Task goal:
Begin with the line in which "Point on each instance of the white" appears and end with the final line of the entries. Retype each one exactly and add nothing.

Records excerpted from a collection

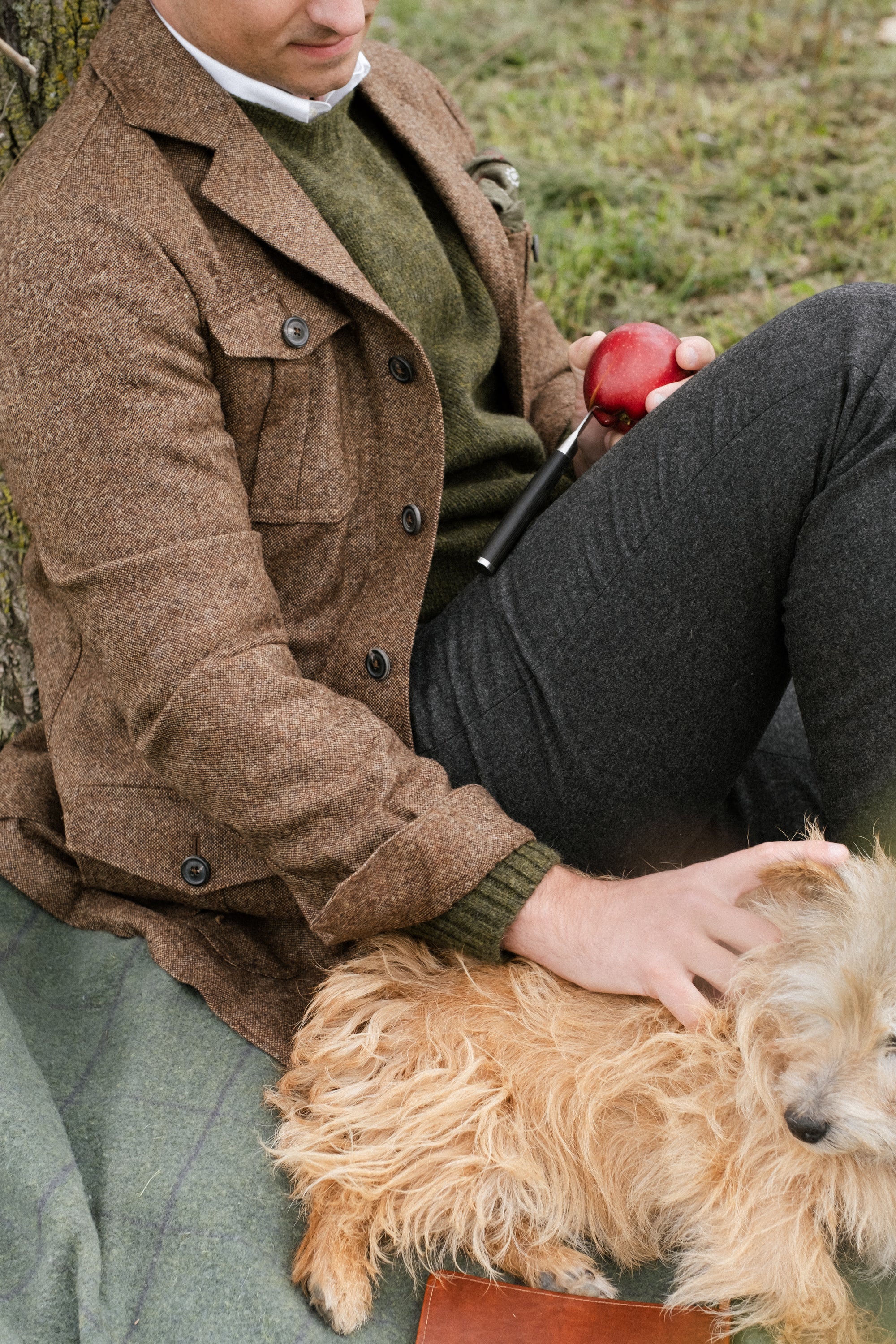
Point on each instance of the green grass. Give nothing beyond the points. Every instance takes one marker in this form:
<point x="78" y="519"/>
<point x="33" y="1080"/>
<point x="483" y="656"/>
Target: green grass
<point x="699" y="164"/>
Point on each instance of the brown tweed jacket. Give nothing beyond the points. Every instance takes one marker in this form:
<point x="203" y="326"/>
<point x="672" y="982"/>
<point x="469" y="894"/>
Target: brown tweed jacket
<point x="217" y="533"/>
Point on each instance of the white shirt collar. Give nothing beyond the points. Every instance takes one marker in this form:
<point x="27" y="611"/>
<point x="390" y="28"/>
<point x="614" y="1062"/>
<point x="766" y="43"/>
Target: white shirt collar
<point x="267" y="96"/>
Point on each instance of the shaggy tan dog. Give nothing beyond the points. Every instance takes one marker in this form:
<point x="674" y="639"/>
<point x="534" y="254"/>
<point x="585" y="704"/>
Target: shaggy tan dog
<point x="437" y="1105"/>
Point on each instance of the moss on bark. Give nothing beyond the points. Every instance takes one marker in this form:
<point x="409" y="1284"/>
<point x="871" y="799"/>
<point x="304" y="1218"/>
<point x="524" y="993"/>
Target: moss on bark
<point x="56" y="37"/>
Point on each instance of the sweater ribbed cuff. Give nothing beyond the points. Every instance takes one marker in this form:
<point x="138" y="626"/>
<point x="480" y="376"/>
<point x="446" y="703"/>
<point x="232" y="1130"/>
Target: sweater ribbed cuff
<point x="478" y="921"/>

Exercise output:
Point on each instance of the white shirt collar. Give nothing beyond the points. Every instance takes one marker in this form:
<point x="27" y="611"/>
<point x="390" y="28"/>
<point x="614" y="1062"/>
<point x="766" y="43"/>
Target: white shirt collar
<point x="267" y="96"/>
Point on each instance of the shaggy tan dog. Give nothing beyond the points. Every instance takes one marker in this form:
<point x="674" y="639"/>
<point x="534" y="254"/>
<point x="585" y="704"/>
Target: shaggy tan dog
<point x="437" y="1105"/>
Point on each instance of the moss on bark. Give nothing beyond the points. Every instance takes one marker in this form:
<point x="409" y="1284"/>
<point x="871" y="799"/>
<point x="304" y="1218"/>
<point x="524" y="993"/>
Target: moss on bark
<point x="56" y="37"/>
Point on each instance of the sweater ribbed cuff. Give nothing beyond the points. Every instance takes one marker in this form:
<point x="138" y="626"/>
<point x="480" y="376"/>
<point x="446" y="703"/>
<point x="232" y="1130"/>
Target: sweater ribbed cuff
<point x="478" y="921"/>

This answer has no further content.